Goal: Please reproduce all of the data below line for line, changing nothing.
----------
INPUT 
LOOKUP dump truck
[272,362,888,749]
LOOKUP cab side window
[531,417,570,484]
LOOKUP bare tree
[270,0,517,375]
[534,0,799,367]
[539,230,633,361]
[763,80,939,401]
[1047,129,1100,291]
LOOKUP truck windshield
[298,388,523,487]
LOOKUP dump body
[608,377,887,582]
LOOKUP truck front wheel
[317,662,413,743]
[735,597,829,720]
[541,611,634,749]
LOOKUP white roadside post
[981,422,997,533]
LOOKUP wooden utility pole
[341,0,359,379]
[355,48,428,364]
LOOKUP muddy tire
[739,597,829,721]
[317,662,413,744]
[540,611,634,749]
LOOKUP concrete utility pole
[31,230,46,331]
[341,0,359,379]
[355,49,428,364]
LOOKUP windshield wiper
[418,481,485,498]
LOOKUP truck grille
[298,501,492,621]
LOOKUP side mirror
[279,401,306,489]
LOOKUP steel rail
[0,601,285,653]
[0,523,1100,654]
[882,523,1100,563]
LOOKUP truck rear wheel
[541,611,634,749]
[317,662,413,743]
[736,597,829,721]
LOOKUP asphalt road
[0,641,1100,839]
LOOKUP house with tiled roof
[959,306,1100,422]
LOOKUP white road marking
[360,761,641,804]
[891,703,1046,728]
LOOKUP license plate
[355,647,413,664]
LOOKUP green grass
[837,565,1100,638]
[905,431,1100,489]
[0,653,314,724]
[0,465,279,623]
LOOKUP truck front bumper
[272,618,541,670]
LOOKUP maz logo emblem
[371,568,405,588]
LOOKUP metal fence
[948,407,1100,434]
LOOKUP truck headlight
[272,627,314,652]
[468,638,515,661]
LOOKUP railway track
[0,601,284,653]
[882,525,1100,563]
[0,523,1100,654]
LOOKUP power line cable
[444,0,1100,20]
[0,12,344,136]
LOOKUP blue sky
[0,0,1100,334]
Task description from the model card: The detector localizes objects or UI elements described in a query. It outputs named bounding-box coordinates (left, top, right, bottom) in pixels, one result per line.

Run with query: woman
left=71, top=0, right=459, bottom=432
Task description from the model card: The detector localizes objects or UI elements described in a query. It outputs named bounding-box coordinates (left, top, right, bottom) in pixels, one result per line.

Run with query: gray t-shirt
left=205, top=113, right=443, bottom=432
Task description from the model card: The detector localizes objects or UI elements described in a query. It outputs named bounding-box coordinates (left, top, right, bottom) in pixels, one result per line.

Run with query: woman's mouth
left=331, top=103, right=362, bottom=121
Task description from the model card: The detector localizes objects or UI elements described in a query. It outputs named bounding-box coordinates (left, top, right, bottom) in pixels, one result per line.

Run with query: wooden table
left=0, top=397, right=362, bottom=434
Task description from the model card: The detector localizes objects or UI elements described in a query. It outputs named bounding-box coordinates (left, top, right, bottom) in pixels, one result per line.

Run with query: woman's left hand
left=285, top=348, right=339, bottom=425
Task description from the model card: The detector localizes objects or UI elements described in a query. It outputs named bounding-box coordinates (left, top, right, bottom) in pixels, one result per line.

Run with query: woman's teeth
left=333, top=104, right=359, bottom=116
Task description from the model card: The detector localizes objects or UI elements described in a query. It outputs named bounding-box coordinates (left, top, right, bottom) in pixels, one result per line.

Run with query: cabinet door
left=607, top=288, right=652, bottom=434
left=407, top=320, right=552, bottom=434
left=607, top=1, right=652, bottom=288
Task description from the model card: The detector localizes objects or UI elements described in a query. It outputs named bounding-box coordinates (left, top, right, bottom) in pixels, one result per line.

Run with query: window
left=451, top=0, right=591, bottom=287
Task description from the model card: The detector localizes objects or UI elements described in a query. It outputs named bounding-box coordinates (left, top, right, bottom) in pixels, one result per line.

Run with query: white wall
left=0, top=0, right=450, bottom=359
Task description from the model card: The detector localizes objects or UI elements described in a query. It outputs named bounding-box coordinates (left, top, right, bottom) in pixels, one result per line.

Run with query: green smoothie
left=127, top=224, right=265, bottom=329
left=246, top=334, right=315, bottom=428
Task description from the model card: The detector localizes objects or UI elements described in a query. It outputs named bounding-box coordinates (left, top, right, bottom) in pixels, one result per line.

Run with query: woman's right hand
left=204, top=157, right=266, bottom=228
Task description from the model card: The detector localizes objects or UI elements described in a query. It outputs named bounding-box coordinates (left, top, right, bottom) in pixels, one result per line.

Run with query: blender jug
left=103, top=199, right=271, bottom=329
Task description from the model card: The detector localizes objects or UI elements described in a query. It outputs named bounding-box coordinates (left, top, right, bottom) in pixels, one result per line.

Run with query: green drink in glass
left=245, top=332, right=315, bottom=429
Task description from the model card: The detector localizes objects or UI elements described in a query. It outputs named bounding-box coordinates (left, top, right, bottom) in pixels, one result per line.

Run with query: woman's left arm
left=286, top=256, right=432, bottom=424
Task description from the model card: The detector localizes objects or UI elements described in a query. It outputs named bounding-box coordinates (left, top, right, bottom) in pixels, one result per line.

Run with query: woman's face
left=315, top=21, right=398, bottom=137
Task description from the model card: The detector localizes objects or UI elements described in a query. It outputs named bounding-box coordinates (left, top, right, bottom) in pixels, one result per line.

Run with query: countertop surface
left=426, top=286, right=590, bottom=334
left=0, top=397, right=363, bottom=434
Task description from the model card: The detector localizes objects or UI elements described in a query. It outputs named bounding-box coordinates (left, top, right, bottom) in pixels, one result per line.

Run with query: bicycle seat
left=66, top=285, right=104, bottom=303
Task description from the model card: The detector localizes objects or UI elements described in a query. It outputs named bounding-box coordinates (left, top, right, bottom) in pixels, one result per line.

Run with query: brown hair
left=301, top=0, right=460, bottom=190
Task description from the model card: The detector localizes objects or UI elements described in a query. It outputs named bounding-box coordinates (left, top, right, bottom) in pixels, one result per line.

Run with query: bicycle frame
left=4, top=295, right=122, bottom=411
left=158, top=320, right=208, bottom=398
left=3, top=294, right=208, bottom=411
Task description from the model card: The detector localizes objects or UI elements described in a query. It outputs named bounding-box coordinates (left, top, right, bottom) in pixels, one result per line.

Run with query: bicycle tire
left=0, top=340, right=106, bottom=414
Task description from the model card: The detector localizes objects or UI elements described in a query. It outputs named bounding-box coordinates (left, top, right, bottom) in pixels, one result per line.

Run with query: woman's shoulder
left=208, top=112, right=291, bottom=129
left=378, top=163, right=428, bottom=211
----------
Output of the exercise:
INPUT 
LOOKUP dump truck
[272,362,888,749]
LOOKUP cab side window
[531,417,570,484]
LOOKUP bare tree
[270,0,517,375]
[534,0,799,367]
[539,230,633,361]
[763,80,939,401]
[1047,129,1100,291]
LOOKUP truck windshield
[298,388,523,487]
LOOKUP dump body
[608,377,887,582]
LOOKUP truck front wheel
[317,662,413,743]
[735,597,829,720]
[541,611,634,749]
LOOKUP white roadside post
[981,422,997,533]
LOOKUP wooden utility pole
[341,0,359,379]
[355,48,428,364]
LOOKUP muddy tire
[739,597,829,721]
[317,662,413,744]
[540,611,634,749]
LOOKUP concrete utility pole
[31,230,46,331]
[341,0,359,379]
[355,49,428,364]
LOOKUP windshield wiper
[418,481,485,498]
LOOKUP truck grille
[298,501,492,621]
LOOKUP side mirror
[279,401,306,489]
LOOKUP steel rail
[0,601,285,653]
[0,523,1100,654]
[882,523,1100,563]
LOOKUP truck rear wheel
[541,611,634,749]
[317,662,413,743]
[736,597,829,721]
LOOKUP asphalt road
[0,641,1100,839]
LOOKUP house with tiled roof
[959,306,1100,422]
LOOKUP white road marking
[360,761,641,804]
[891,703,1046,728]
LOOKUP license plate
[355,647,413,664]
LOOKUP green grass
[837,565,1100,638]
[905,431,1100,489]
[0,653,314,724]
[0,465,279,623]
LOOKUP truck front bumper
[272,618,541,670]
LOOKUP maz logo emblem
[371,568,405,588]
LOOKUP metal fence
[948,407,1100,434]
LOOKUP truck headlight
[272,627,314,652]
[468,638,515,661]
LOOKUP railway track
[0,601,284,653]
[882,525,1100,563]
[0,523,1100,654]
LOOKUP power line cable
[444,0,1100,20]
[0,12,344,136]
LOOKUP blue sky
[0,0,1100,334]
Task description from the model card: The detector localizes objects or UI elements described in a query. It outputs named bounding-box coordinates (left, top, right, bottom) in pixels, one result per line.

Run with query: woman
left=71, top=0, right=459, bottom=432
Task description from the model card: The detector localizes objects or UI elements described in a query. It outputs named bounding-box coordinates (left, top, right, bottom) in pixels, one result per line.

Run with query: gray t-shirt
left=205, top=113, right=443, bottom=432
Task description from the model card: The detector localizes objects or UI elements described in a query. It outputs named bounding-box coordinates (left, top, right, bottom) in pixels, one result per line.

Run with query: woman's mouth
left=331, top=103, right=362, bottom=121
Task description from the model card: The detector localizes objects or UI elements described in a query. It outputs named bounding-box coordinates (left, top, right, bottom) in pixels, one result per line.

Run with query: wooden table
left=0, top=397, right=362, bottom=434
Task description from the model card: The detector localizes objects or UI elements described in a query. It outputs named bounding-box coordinates (left, top, right, bottom) in pixels, one result per line.

Run with query: woman's left hand
left=285, top=348, right=339, bottom=425
Task description from the model card: The detector localizes objects or UI elements described in a query. It outputs named bounding-box coordinates (left, top, right, bottom) in pixels, one result per line.

Run with query: woman's teeth
left=333, top=104, right=359, bottom=116
Task description from the model card: The detector localizes objects or UI elements described in a query. It outputs named bounding-box coordinates (left, top, right, bottom) in pixels, one result per line.

Run with query: cabinet door
left=607, top=288, right=652, bottom=434
left=407, top=320, right=552, bottom=434
left=607, top=1, right=652, bottom=288
Task description from the model card: The detector localizes objects or UI elements described in a query. It outputs named bounding-box coordinates (left, top, right, bottom) in pixels, one result per line.

Run with query: window
left=451, top=0, right=591, bottom=287
Task description from the model card: The detector localizes objects or UI elements described in a query. It outputs named bounding-box coordinates (left, top, right, bottom) in pixels, one result per line.

Run with query: white wall
left=0, top=0, right=450, bottom=359
Task description from the model card: The detector localizes objects or UI elements described in a query. It outputs named bounding-box coordinates (left, top, right, bottom) in pixels, one result per line.

Run with query: green smoothie
left=127, top=224, right=265, bottom=329
left=246, top=334, right=315, bottom=428
Task description from the model card: The detector localizes objects or UI elements described in a query. It outputs named bounding-box coordinates (left, top, right, bottom) in pixels, one result per line.

Run with query: woman's right hand
left=204, top=157, right=266, bottom=228
Task description from the model card: The detector localizes objects or UI elements described in a query. It outputs named bounding-box coordinates (left, top, right, bottom) in pixels, one result per line.

Run with query: blender jug
left=103, top=199, right=271, bottom=329
Task description from the model card: The detector localizes objects or UI elements described in a query. It outputs named bounding-box coordinates (left, top, right, bottom) in pixels, one result per line.

Run with query: green drink in glass
left=245, top=332, right=315, bottom=429
Task description from the model card: The detector localizes objects or UI elements described in a query. It outputs named bounding-box coordinates (left, top, right, bottom) in pixels, one result per line.

Run with query: woman's left arm
left=286, top=256, right=432, bottom=424
Task description from the model card: The detector localizes objects or UI elements described in a query. It outputs named bounding-box coordinates (left, top, right, bottom) in pixels, one result per line.

Run with query: woman's face
left=315, top=21, right=398, bottom=137
Task description from the model card: The detector localizes objects or UI elements described in a query. It outputs named bounding-box coordinates (left, top, right, bottom) in pixels, one result per line.

Run with query: countertop surface
left=426, top=286, right=590, bottom=334
left=0, top=397, right=363, bottom=434
Task description from the model card: The detector localizes objects or UI elements described in a query. It outputs named bounding-box coordinates (left, top, right, bottom) in pixels, one result per line.

Run with query: bicycle seat
left=66, top=285, right=104, bottom=303
Task description from the model card: The detector localizes objects or UI elements described in a query. It outputs named bounding-box coordinates (left, top, right, bottom) in pixels, one result per line.

Run with query: brown hair
left=301, top=0, right=460, bottom=190
Task description from the model card: The detector localizes objects or UI elements described in a query. It outputs named bounding-box coordinates (left, top, right, bottom) in pixels, one result per line.

Run with query: bicycle frame
left=4, top=295, right=122, bottom=411
left=158, top=320, right=208, bottom=398
left=3, top=294, right=208, bottom=411
Task description from the model card: The detector localizes objects or UI elements described in a query. It outputs named bounding-box coordinates (left, top, right, bottom) in pixels, one result per line.

Run with query: bicycle tire
left=0, top=340, right=106, bottom=414
Task description from the model card: The detector localizes objects or UI elements described in a query. It outputs named bounding-box coordinates (left, top, right, bottom) in pixels, one result per line.

Run with query: woman's shoulder
left=208, top=112, right=291, bottom=129
left=378, top=163, right=428, bottom=211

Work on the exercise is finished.